Required tasks.
a: Decide whether each of these statements agrees with the essay on Superman, answering yes or no and quoting the deciding words of the essay: (i) Superman's humanity is an accident of nurture; (ii) The Boys is named among stories that explore a Superman who lacks moral formation; (iii) what keeps Clark Kent from becoming Homelander is his Kryptonian DNA.
b: Please reproduce the part of the essay on Superman that opens with the words containing "Yet this narrative" and closes with "mask our fears.".

Stronger than Steel, Softer than Flesh: Theological and Philosophical Reflections on Superman

Superman is more than a comic book hero; he is a cultural icon and a philosophical provocation. His dual identity—Kal-El of Krypton and Clark Kent of Kansas—positions him as both alien and neighbor, a paradox of strength and humility, cosmic power and earthly empathy. While many heroes derive their significance from their origin stories, Superman’s narrative invites a deeper question: what makes someone human? Is it biology, experience, morality, or choice? This question sits at the heart of the Superman mythos and echoes through philosophy, theology, and political ethics. Superman is not merely a savior in tights; he is a mirror held up to humanity, asking us what kind of people we want to be—and what we expect from those with power.

In the shadow of godlike strength lies an equally godlike responsibility. The beauty of Superman is not his ability to overpower enemies, but his refusal to use that power selfishly. Despite being invulnerable, he consistently chooses vulnerability—living among humans, working a mundane job, and acting with humility. His humanity is not an accident of nurture, nor is it a façade; it is a deliberate posture. Like Kierkegaard’s existential self, Superman chooses to be who he becomes. In this, he subverts the Nietzschean Übermensch not by transcending morality, but by embodying it. He reveals that the highest strength lies in restraint, that real power is measured not in what one can do, but in what one chooses not to do.

Yet this narrative is not uncontested. Modern portrayals of Superman invert his mythos, speculating on darker, more cynical possibilities: what if Superman were not good? Stories like Injustice, The Boys, and Brightburn explore versions of Superman who lack moral formation, raising urgent questions about the ethics of power and the foundations of justice. These dystopian variants expose a cultural anxiety: that power inevitably corrupts unless rooted in virtue. They also ask an unsettling question about human nature itself—if we had that kind of power, would we do any better? These narratives challenge us to consider whether Superman’s virtue is believable, or whether it’s a fragile fiction we tell ourselves to mask our fears.

But perhaps the more important question is not whether Superman could become evil, but why he doesn’t. What keeps Clark Kent from becoming Homelander? The answer lies not in his Kryptonian DNA, but in his moral imagination—shaped by his upbringing, choices, and empathetic vision of the world. Superman is not good because he must be, but because he chooses to be. His goodness is not imposed from outside but arises from within, through the tension of his dual identity and the suffering he willingly shares. In a world where power often erodes virtue, Superman remains compelling because he reverses the formula: his virtue restrains his power. In this, he stands as a symbol not only of hope but of ethical aspiration.

Dataset content.
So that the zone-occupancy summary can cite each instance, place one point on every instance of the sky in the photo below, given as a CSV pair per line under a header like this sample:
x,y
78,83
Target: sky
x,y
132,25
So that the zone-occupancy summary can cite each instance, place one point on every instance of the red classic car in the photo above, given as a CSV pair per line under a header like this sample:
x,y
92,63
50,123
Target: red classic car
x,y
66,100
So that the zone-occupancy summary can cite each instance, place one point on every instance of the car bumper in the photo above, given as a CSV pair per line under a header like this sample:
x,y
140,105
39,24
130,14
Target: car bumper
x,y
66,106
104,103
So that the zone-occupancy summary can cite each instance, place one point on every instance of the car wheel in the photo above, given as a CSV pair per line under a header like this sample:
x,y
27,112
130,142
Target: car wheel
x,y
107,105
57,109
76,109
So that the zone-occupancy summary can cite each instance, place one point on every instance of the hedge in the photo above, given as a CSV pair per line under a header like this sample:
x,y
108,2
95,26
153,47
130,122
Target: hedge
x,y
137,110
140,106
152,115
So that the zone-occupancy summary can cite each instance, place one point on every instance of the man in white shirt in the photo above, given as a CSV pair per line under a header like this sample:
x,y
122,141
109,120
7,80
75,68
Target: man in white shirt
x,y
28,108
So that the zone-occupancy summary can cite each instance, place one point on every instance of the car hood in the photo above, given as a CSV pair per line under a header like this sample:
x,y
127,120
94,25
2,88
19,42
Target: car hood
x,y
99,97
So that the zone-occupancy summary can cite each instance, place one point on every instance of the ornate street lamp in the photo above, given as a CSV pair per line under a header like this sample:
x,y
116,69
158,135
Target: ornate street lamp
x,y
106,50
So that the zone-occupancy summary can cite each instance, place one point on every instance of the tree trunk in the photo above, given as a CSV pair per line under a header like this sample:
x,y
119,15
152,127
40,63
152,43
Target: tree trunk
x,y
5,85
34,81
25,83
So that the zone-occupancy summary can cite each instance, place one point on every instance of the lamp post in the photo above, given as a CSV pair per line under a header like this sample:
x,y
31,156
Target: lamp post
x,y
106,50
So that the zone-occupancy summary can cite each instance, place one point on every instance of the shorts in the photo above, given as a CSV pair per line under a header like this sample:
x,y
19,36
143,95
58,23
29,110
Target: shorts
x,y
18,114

Task responses.
a:
(i) No: "His humanity is not an accident of nurture, nor is it a façade; it is a deliberate posture."
(ii) Yes: "Stories like Injustice, The Boys, and Brightburn explore versions of Superman who lack moral formation"
(iii) No: "The answer lies not in his Kryptonian DNA, but in his moral imagination"

b:
Yet this narrative is not uncontested. Modern portrayals of Superman invert his mythos, speculating on darker, more cynical possibilities: what if Superman were not good? Stories like Injustice, The Boys, and Brightburn explore versions of Superman who lack moral formation, raising urgent questions about the ethics of power and the foundations of justice. These dystopian variants expose a cultural anxiety: that power inevitably corrupts unless rooted in virtue. They also ask an unsettling question about human nature itself—if we had that kind of power, would we do any better? These narratives challenge us to consider whether Superman’s virtue is believable, or whether it’s a fragile fiction we tell ourselves to mask our fears.